━━ Data for analysis

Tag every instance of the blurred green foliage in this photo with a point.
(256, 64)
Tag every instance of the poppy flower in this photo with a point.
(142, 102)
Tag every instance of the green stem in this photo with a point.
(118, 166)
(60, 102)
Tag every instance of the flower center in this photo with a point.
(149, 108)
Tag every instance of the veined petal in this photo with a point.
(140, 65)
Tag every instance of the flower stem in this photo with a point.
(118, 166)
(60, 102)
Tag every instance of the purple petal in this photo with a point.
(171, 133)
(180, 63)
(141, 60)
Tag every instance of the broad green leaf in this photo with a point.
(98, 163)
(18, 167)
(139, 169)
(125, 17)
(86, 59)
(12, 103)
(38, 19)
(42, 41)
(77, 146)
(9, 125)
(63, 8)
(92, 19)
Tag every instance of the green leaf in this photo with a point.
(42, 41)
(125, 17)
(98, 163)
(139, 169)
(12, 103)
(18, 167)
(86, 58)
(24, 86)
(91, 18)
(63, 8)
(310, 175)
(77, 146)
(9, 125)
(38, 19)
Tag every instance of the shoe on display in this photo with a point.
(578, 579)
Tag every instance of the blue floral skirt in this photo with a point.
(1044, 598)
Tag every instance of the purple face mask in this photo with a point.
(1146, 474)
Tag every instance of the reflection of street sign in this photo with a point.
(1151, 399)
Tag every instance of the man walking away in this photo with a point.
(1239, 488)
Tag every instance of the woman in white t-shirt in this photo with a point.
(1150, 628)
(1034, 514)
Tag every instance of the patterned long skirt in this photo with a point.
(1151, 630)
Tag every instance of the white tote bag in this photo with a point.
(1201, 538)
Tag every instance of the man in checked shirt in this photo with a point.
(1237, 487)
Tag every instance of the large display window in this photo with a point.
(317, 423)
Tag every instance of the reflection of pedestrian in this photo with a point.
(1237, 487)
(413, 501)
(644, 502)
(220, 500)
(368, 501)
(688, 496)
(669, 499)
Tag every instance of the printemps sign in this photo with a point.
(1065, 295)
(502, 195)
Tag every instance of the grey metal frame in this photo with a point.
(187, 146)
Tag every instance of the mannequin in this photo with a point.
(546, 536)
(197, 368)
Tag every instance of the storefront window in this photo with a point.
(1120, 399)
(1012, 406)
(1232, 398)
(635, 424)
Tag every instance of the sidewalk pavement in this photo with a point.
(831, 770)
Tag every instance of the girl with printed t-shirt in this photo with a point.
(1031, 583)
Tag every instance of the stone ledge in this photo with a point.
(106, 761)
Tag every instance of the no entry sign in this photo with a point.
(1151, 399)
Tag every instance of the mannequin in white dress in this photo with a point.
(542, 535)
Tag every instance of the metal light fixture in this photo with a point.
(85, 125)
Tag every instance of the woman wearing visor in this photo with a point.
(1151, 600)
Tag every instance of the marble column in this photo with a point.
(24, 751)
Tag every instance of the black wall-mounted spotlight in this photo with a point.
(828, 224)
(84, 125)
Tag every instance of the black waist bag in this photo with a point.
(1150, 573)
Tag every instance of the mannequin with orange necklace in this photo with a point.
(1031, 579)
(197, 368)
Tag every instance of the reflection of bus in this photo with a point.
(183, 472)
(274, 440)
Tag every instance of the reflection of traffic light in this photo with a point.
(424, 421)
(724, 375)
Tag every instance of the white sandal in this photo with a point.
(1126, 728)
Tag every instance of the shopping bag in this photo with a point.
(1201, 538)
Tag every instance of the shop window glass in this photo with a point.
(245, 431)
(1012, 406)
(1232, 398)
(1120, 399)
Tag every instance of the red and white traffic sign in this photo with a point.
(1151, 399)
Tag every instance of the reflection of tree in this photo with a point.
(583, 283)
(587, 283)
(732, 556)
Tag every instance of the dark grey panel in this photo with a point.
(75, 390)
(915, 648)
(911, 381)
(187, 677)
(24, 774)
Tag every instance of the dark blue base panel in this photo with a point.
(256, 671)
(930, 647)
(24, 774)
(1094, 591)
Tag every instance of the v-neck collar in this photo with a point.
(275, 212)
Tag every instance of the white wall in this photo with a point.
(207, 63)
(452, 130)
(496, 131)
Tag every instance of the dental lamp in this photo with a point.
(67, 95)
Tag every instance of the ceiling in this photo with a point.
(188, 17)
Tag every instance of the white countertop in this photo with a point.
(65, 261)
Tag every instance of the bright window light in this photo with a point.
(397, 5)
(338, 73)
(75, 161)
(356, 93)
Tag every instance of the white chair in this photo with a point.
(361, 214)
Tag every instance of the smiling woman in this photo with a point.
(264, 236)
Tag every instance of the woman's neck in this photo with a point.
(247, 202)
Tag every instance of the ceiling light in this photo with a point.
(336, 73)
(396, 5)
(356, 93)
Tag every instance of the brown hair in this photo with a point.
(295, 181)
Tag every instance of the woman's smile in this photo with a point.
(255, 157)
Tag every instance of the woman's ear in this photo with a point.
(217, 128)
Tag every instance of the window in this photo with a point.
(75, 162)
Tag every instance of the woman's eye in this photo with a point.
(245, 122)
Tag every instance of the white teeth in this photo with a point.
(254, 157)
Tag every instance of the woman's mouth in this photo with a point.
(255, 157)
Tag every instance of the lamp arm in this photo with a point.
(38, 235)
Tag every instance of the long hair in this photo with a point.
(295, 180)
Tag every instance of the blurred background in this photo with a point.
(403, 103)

━━━━

This exercise requires that all of the entries be repeated exactly.

* Written response
Tag every instance of the blurred green foliage in this photo with a point.
(256, 64)
Tag every instance of the poppy flower in this photo with a point.
(142, 102)
Tag every instance of the green stem in this photo with a point.
(118, 166)
(60, 102)
Tag every instance of the flower center in this photo with a point.
(149, 108)
Tag every instance of the veined petal in this photo with a point.
(140, 65)
Tag every instance of the flower stem in this photo with a point.
(118, 166)
(60, 102)
Tag every instance of the purple petal in this photo with a point.
(171, 133)
(180, 63)
(141, 60)
Tag every instance of the broad green leaf in this photo with a point.
(98, 163)
(18, 167)
(139, 169)
(125, 17)
(86, 59)
(12, 103)
(38, 19)
(42, 41)
(77, 146)
(9, 125)
(63, 8)
(92, 19)
Tag every instance of the green leaf in this photo with a point.
(42, 41)
(125, 17)
(98, 163)
(139, 169)
(12, 103)
(18, 167)
(86, 58)
(24, 86)
(91, 18)
(63, 8)
(310, 175)
(77, 146)
(9, 125)
(38, 19)
Tag every instance of the shoe on display in this photo with a point.
(578, 579)
Tag every instance of the blue floral skirt in this photo with a point.
(1044, 598)
Tag every instance of the purple face mask in this photo with a point.
(1146, 474)
Tag every instance of the reflection of street sign in this photo with a point.
(1151, 399)
Tag every instance of the man walking away in this photo with a point.
(1239, 488)
Tag every instance of the woman in white t-shirt in this photo with a point.
(1150, 628)
(1034, 514)
Tag every instance of the patterned long skirt in this photo with a point.
(1151, 630)
Tag every instance of the white tote bag in this photo with a point.
(1201, 538)
Tag every instance of the man in checked shirt in this photo with a point.
(1237, 487)
Tag every instance of the large display window in this photo with a point.
(317, 423)
Tag every instance of the reflection of pedestrian in this photo with a point.
(1237, 487)
(413, 501)
(644, 502)
(220, 500)
(368, 501)
(688, 496)
(669, 499)
Tag every instance of the printemps sign in this photo with a point.
(1065, 295)
(502, 195)
Tag every instance of the grey metal frame in this photo with a point.
(187, 146)
Tag every instance of the mannequin in this photo with a point.
(546, 536)
(197, 368)
Tag every instance of the storefront window in this photo with a point.
(1120, 399)
(1012, 406)
(1232, 398)
(635, 424)
Tag every instance of the sidewalk pavement in this photo with a point.
(831, 770)
Tag every instance of the girl with printed t-shirt in this photo with a point.
(1031, 583)
Tag every instance of the stone ledge in this photo with a point.
(106, 761)
Tag every instance of the no entry sign in this photo with a point.
(1151, 399)
Tag every instance of the mannequin in white dress in this photo with a point.
(542, 535)
Tag every instance of the metal light fixture in this photo with a point.
(85, 125)
Tag every instance of the woman wearing visor in this photo with a point.
(1151, 600)
Tag every instance of the marble column in this photo with a point.
(24, 751)
Tag every instance of the black wall-mounted spotlight in this photo with a point.
(828, 224)
(84, 125)
Tag every instance of the black waist bag in this photo with a point.
(1150, 573)
Tag every instance of the mannequin with orange necklace in this photo with a point.
(1031, 579)
(197, 368)
Tag every instance of the reflection of bus in this photo with a point.
(183, 472)
(274, 440)
Tag every instance of the reflection of traffic light in this photo with a point.
(424, 421)
(724, 375)
Tag every instance of the white sandal in this photo with a point.
(1126, 728)
Tag every instance of the shopping bag in this photo with a point.
(1201, 538)
Tag every instance of the shop window glass in this photo with a point.
(245, 431)
(1012, 406)
(1232, 398)
(1120, 399)
Tag every instance of the red and white traffic sign in this photo with a point.
(1151, 399)
Tag every instance of the reflection of tree in this photo with a point.
(583, 283)
(587, 283)
(732, 556)
Tag every instance of the dark grey panel in this photo with a point.
(75, 390)
(915, 648)
(911, 381)
(187, 677)
(24, 774)
Tag every instance of the dark blue base panel in this photo with a point.
(256, 671)
(930, 647)
(24, 774)
(1094, 591)
Tag every instance of the v-neck collar in this photo with a point.
(275, 212)
Tag every instance of the white wall in this photo with a point.
(207, 63)
(452, 130)
(496, 131)
Tag every instance of the dental lamp in this photo with a point.
(67, 95)
Tag every instance of the ceiling in this photo with a point.
(188, 17)
Tag every instance of the white countertop in this photo with a point.
(65, 261)
Tag every instance of the bright window light in this photo with a point.
(397, 5)
(338, 73)
(75, 161)
(356, 93)
Tag every instance of the white chair in this photo with a point.
(361, 214)
Tag every instance of the smiling woman in this photo with a point.
(264, 236)
Tag every instance of the woman's neck in this photo with a point.
(247, 202)
Tag every instance of the ceiling light in this photo with a point.
(336, 73)
(396, 5)
(356, 93)
Tag every instance of the brown hair in this photo with a point.
(295, 181)
Tag every instance of the woman's smile in this photo with a point.
(255, 157)
Tag every instance of the woman's ear in this photo with a point.
(217, 128)
Tag every instance of the window in this photo with a point.
(75, 162)
Tag every instance of the woman's eye in this photo with a point.
(245, 122)
Tag every instance of the white teeth in this photo with a point.
(254, 157)
Tag every instance of the woman's mouth in this photo with a point.
(255, 157)
Tag every instance of the lamp arm in this photo with a point.
(38, 235)
Tag every instance of the long hair in this photo with a point.
(295, 180)
Tag every instance of the blurred background in this photo with a point.
(403, 103)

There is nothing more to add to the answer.